* **SELECTED TEXT**:
+===+

But things have not turned out as she planned. With each of the league’s dozen teams sequestered on a sports training campus near Tampa Bay, the players huddled together. They knew the WNBA commissioner’s office had denounced Loeffler’s views. They also understood that their cash-compromised league was not exactly in a prime position to demand she put her 49 percent stake in the Dream up for sale. Amid a pandemic and widespread economic calamity, who would be the buyer?
So the players strategized and took her on in their typically thoughtful manner.
“We realized, ‘Oh, she wants us to get mad,’” said Sue Bird, Seattle’s veteran guard, remembering the moment as we spoke last week by telephone. “She wants us to try and kick her out. That would give her more attention. This is what she wants.
“We had to find a better way.”
Instead of meeting force with force, providing fodder that would only fuel Loeffler’s campaign, the players decided to work around her.
Just like jujitsu.
Their first move was decisive and quietly aggressive: In interviews, public pronouncements and on social media, they decided to stop saying her name.
They refused to give her the dignity.
“Words are things,” said Nneka Ogwumike, the Los Angeles Sparks forward who is president of the league’s players association, as she walked me through the strategy. “Words have power. And to give energy to a name I think is very meaningful. So we stopped saying that name.”
The next move was more to the point.
It began with leaguewide video calls featuring a cast of advisers including Michelle Obama and Stacey Abrams, who in her bid to become governor of Georgia in 2018 nearly became the first Black woman to be elected governor anywhere in the United States. The discussions centered on politics and power.
The players began vetting Loeffler’s political opponents in the upcoming election, looking for a way to insert themselves into a race that could end up altering the balance of congressional power. They homed in on one candidate: the Rev. Dr. Raphael Warnock, a Democrat and a pastor of Atlanta’s Ebenezer Baptist Church, where Martin Luther King Jr. was a pastor.
Once Warnock addressed the players over Zoom, there was no doubt. “It was clear to us immediately,” Bird told me. “He stands for everything that we stand for. You could literally go down the line of all the things we care about, and we were aligned with him. It was like, ‘Wow, we want this guy in the Senate. This is the candidate that we want in the Senate.’”

+===+

* **DATA EXTRACT**:
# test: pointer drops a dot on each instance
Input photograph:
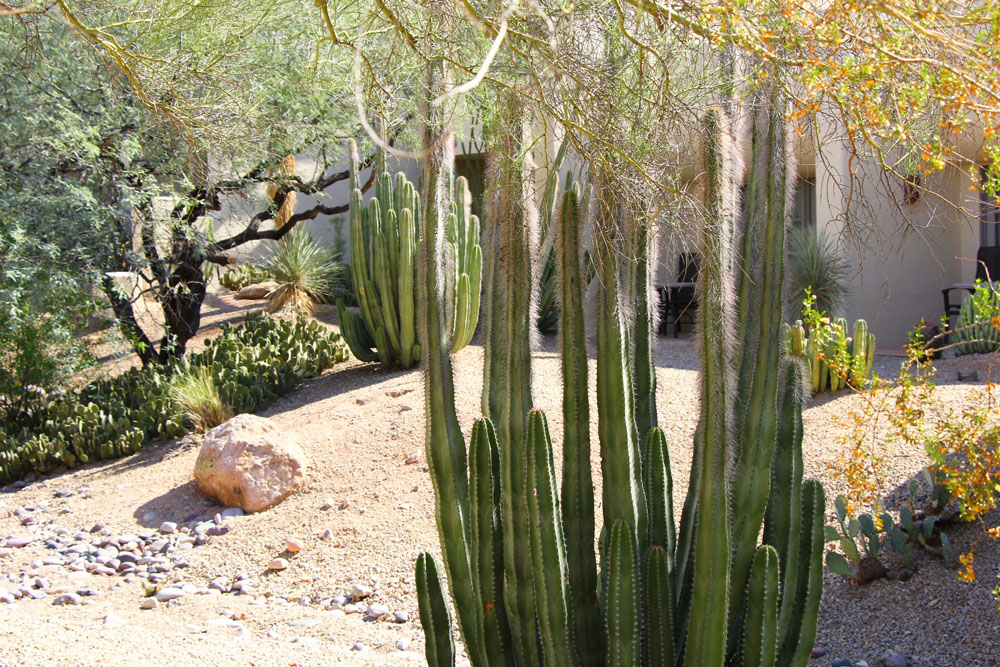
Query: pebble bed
(326, 576)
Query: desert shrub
(242, 275)
(976, 329)
(834, 360)
(194, 392)
(250, 366)
(304, 270)
(813, 265)
(963, 447)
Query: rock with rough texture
(258, 291)
(246, 463)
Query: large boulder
(247, 463)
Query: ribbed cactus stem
(760, 623)
(624, 621)
(642, 331)
(705, 644)
(550, 576)
(800, 635)
(511, 237)
(577, 480)
(487, 539)
(761, 279)
(446, 455)
(783, 516)
(439, 647)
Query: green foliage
(834, 360)
(383, 252)
(243, 275)
(249, 366)
(815, 267)
(194, 392)
(304, 271)
(976, 331)
(700, 594)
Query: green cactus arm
(445, 445)
(353, 331)
(577, 480)
(705, 645)
(658, 607)
(796, 645)
(624, 634)
(642, 330)
(659, 494)
(511, 235)
(621, 465)
(463, 304)
(755, 421)
(550, 576)
(760, 623)
(407, 316)
(487, 537)
(383, 276)
(783, 518)
(439, 647)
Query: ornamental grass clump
(517, 541)
(304, 271)
(195, 394)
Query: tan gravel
(359, 425)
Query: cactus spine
(838, 362)
(701, 595)
(383, 251)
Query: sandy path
(358, 424)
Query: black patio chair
(987, 268)
(683, 299)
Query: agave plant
(813, 264)
(303, 270)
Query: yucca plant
(519, 553)
(196, 396)
(303, 270)
(815, 266)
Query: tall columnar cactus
(703, 594)
(384, 237)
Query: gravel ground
(363, 431)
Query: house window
(989, 217)
(804, 206)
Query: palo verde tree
(92, 153)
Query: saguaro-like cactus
(384, 237)
(702, 595)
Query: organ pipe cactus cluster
(384, 238)
(833, 360)
(519, 555)
(975, 331)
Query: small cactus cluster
(975, 331)
(915, 528)
(251, 364)
(834, 361)
(383, 250)
(518, 545)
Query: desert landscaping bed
(363, 516)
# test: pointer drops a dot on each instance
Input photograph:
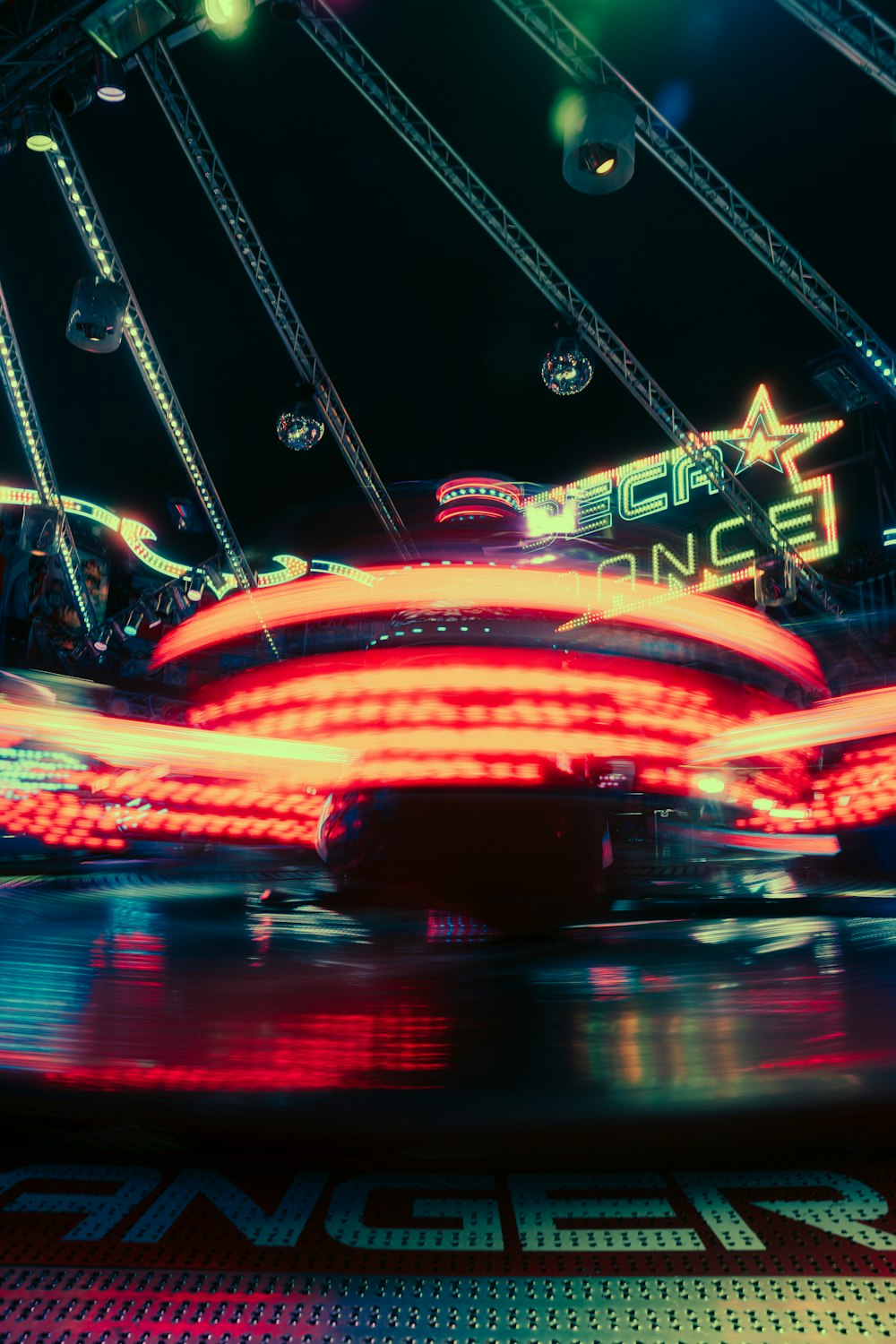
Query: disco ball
(567, 368)
(300, 427)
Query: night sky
(432, 335)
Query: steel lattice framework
(175, 101)
(333, 38)
(584, 64)
(99, 245)
(856, 31)
(39, 462)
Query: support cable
(81, 203)
(333, 38)
(177, 104)
(40, 464)
(853, 30)
(584, 64)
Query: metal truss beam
(164, 81)
(333, 38)
(39, 462)
(39, 43)
(853, 30)
(80, 201)
(584, 64)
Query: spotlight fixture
(73, 96)
(598, 144)
(35, 124)
(153, 618)
(845, 379)
(110, 85)
(567, 367)
(195, 585)
(301, 425)
(228, 18)
(97, 314)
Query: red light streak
(519, 590)
(470, 510)
(306, 1054)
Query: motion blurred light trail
(134, 744)
(866, 714)
(564, 596)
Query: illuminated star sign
(763, 438)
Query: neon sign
(724, 554)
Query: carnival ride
(493, 677)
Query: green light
(228, 13)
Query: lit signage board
(804, 513)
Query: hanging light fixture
(567, 367)
(598, 142)
(196, 585)
(153, 618)
(301, 425)
(110, 85)
(35, 125)
(228, 18)
(73, 96)
(97, 314)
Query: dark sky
(430, 333)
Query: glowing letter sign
(805, 516)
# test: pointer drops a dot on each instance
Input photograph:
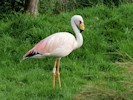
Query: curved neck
(79, 37)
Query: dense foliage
(56, 6)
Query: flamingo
(59, 45)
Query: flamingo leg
(54, 73)
(58, 73)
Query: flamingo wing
(56, 45)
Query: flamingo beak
(82, 27)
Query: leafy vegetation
(101, 69)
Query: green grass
(101, 69)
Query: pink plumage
(58, 45)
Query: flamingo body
(59, 45)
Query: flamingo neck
(79, 37)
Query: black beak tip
(81, 31)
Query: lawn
(102, 69)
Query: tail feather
(30, 54)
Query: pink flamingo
(59, 45)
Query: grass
(100, 70)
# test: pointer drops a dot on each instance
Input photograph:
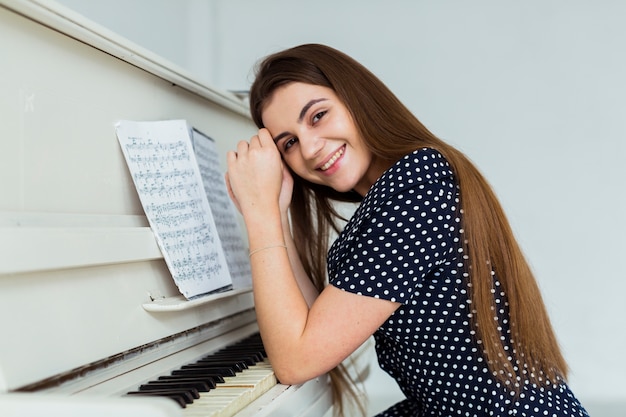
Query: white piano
(88, 309)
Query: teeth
(332, 160)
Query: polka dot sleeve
(406, 227)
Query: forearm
(280, 305)
(307, 287)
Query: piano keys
(219, 384)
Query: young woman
(427, 264)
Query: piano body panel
(38, 405)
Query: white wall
(534, 92)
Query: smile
(333, 159)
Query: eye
(317, 116)
(288, 143)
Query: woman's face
(317, 138)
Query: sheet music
(223, 209)
(167, 178)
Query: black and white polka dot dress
(402, 244)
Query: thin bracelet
(267, 247)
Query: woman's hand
(255, 178)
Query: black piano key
(204, 371)
(181, 398)
(198, 386)
(210, 380)
(248, 360)
(235, 366)
(183, 385)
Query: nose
(311, 145)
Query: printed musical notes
(163, 166)
(224, 211)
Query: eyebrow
(305, 108)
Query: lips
(333, 159)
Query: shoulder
(418, 167)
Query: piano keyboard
(219, 384)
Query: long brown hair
(391, 131)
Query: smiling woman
(427, 264)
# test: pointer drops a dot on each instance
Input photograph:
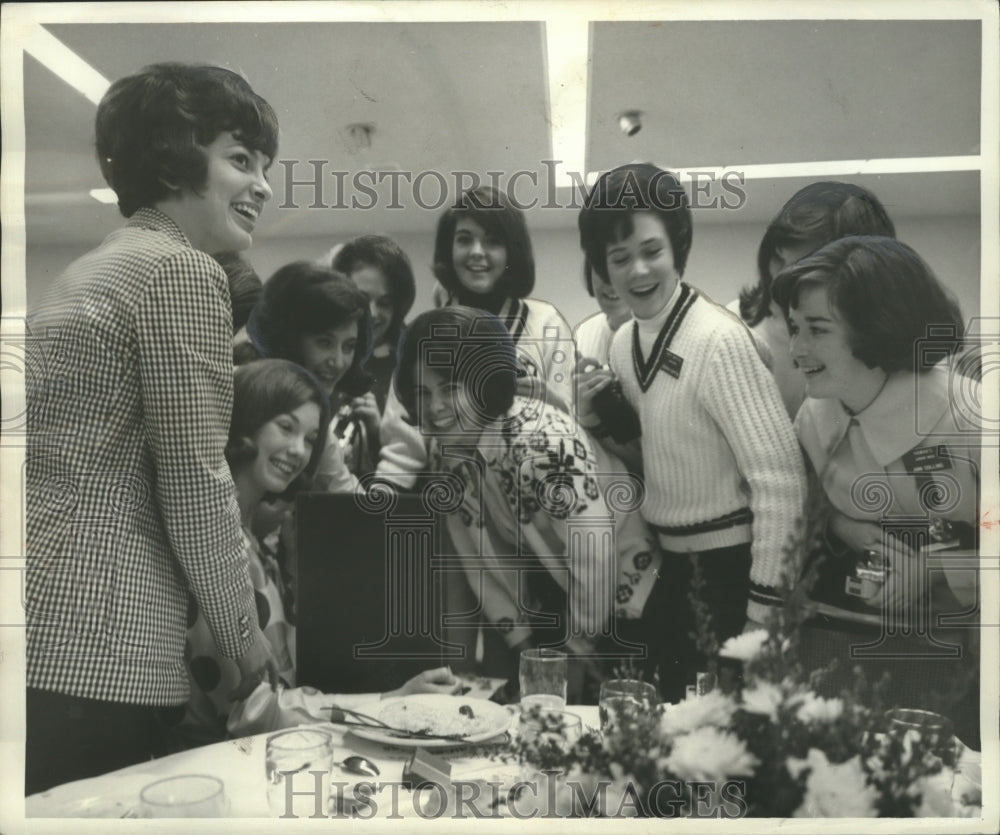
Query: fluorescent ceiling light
(64, 62)
(827, 168)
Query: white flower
(744, 647)
(764, 698)
(936, 799)
(710, 754)
(814, 708)
(714, 708)
(833, 791)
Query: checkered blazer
(130, 505)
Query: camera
(617, 415)
(971, 362)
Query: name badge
(929, 459)
(671, 363)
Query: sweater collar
(654, 324)
(890, 424)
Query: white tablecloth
(239, 764)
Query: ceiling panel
(446, 97)
(725, 93)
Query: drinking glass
(298, 766)
(623, 699)
(934, 729)
(543, 679)
(184, 796)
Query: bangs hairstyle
(264, 389)
(384, 254)
(491, 209)
(606, 216)
(472, 344)
(820, 213)
(886, 295)
(151, 128)
(305, 298)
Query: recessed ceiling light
(104, 195)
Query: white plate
(497, 717)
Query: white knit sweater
(722, 465)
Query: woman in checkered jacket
(130, 506)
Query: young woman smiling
(723, 473)
(885, 420)
(483, 260)
(143, 406)
(275, 444)
(318, 318)
(813, 216)
(528, 474)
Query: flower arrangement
(763, 743)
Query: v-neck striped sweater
(722, 466)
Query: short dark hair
(490, 208)
(306, 298)
(386, 255)
(606, 215)
(885, 293)
(479, 353)
(151, 128)
(264, 389)
(588, 277)
(819, 213)
(245, 286)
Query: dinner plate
(440, 714)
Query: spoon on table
(360, 765)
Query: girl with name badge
(723, 473)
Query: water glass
(934, 729)
(184, 796)
(623, 699)
(298, 766)
(543, 679)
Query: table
(239, 763)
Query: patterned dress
(548, 522)
(213, 676)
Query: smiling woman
(148, 317)
(313, 315)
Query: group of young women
(739, 422)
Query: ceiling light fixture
(104, 195)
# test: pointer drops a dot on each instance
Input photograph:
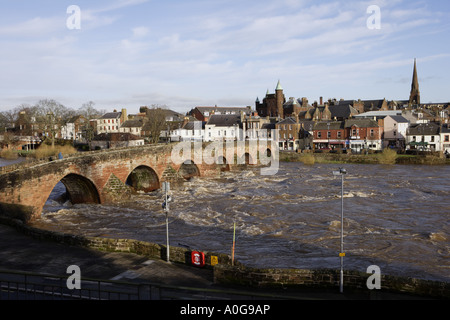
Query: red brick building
(359, 135)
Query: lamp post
(165, 205)
(341, 172)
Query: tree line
(47, 112)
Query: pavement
(19, 252)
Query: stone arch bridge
(110, 176)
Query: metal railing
(33, 286)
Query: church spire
(414, 97)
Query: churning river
(395, 217)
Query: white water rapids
(396, 217)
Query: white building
(111, 122)
(395, 129)
(73, 129)
(226, 127)
(445, 138)
(191, 131)
(424, 137)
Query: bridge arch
(223, 163)
(189, 170)
(246, 159)
(143, 178)
(80, 189)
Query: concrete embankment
(227, 275)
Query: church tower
(414, 97)
(280, 100)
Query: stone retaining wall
(240, 275)
(325, 279)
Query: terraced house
(357, 135)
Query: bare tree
(51, 115)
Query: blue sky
(183, 54)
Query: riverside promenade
(22, 253)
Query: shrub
(388, 156)
(9, 154)
(308, 159)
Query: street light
(341, 172)
(165, 205)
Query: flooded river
(396, 217)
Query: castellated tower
(280, 100)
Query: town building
(272, 104)
(414, 97)
(224, 127)
(111, 122)
(330, 135)
(204, 113)
(288, 133)
(132, 126)
(445, 139)
(395, 130)
(189, 131)
(116, 140)
(357, 135)
(74, 128)
(424, 137)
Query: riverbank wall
(373, 158)
(233, 273)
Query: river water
(395, 217)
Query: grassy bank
(387, 157)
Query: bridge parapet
(111, 175)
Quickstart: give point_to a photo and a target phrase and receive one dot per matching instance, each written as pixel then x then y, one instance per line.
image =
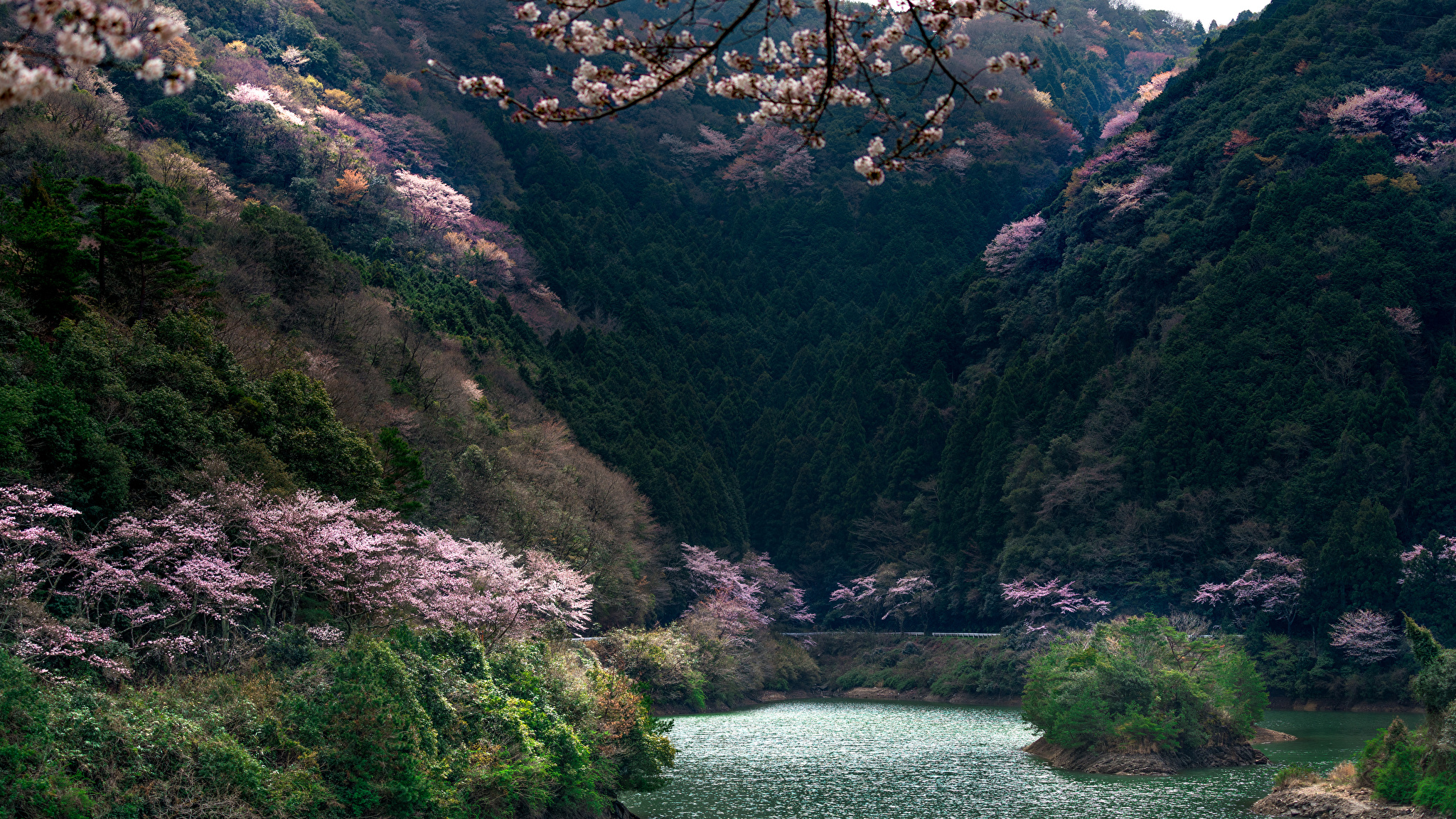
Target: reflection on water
pixel 857 759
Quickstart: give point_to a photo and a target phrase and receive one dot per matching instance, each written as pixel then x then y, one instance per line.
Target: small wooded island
pixel 1136 695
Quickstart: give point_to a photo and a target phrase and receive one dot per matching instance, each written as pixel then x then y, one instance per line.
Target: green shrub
pixel 1142 685
pixel 1438 793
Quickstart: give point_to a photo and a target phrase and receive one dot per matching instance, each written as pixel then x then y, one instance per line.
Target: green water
pixel 857 759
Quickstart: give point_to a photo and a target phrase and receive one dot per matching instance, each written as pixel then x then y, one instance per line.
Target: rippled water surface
pixel 857 759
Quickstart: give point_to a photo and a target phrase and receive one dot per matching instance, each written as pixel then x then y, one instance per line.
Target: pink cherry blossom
pixel 1368 637
pixel 1271 585
pixel 1050 601
pixel 1011 244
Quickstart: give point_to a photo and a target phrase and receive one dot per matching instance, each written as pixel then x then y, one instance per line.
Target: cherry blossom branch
pixel 794 82
pixel 73 37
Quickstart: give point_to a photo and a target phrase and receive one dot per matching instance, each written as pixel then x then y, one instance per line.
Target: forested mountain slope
pixel 653 228
pixel 1226 340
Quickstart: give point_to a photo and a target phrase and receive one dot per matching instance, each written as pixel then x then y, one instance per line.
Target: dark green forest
pixel 1145 402
pixel 1242 350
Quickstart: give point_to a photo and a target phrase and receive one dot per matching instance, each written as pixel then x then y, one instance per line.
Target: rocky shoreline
pixel 1161 764
pixel 1327 801
pixel 922 695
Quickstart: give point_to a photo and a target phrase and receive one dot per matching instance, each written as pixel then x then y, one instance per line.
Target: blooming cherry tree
pixel 1368 637
pixel 736 599
pixel 1382 109
pixel 911 596
pixel 862 599
pixel 843 57
pixel 436 205
pixel 1271 585
pixel 1011 244
pixel 200 576
pixel 72 37
pixel 1050 601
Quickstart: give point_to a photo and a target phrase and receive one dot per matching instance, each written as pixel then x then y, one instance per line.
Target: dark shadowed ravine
pixel 857 759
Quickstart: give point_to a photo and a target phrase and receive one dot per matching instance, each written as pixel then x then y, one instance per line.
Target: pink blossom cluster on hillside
pixel 1270 585
pixel 1368 637
pixel 1050 601
pixel 1381 109
pixel 875 599
pixel 1011 244
pixel 200 577
pixel 762 152
pixel 737 598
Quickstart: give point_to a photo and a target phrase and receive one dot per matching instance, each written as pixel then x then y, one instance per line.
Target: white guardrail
pixel 900 634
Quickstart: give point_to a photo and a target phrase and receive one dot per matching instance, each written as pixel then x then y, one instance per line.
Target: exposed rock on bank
pixel 1334 802
pixel 1263 735
pixel 1161 764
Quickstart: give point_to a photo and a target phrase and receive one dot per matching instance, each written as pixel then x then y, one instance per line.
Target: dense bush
pixel 383 724
pixel 1138 684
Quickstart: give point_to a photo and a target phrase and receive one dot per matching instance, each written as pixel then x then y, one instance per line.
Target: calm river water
pixel 861 759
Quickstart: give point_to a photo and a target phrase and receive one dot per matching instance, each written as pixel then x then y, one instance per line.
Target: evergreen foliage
pixel 382 724
pixel 1139 685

+===+

* **PROBLEMS AND TASKS**:
1. In the passage about the WNBA players, copy everything from "Instead of meeting" down to "Just like jujitsu.".
2. List every person named in the passage about the WNBA players.
3. Answer these questions from the passage about the WNBA players:
(a) What percentage stake does Loeffler hold in the Dream?
(b) What position does Sue Bird play, and for which team?
(c) At which church is Raphael Warnock a pastor?

* **WRITTEN ANSWERS**:
1.
Instead of meeting force with force, providing fodder that would only fuel Loeffler’s campaign, the players decided to work around her.
Just like jujitsu.

2.
Loeffler
Sue Bird
Nneka Ogwumike
Michelle Obama
Stacey Abrams
Raphael Warnock
Martin Luther King Jr.

3.
(a) 49 percent
(b) She is Seattle's veteran guard.
(c) Atlanta's Ebenezer Baptist Church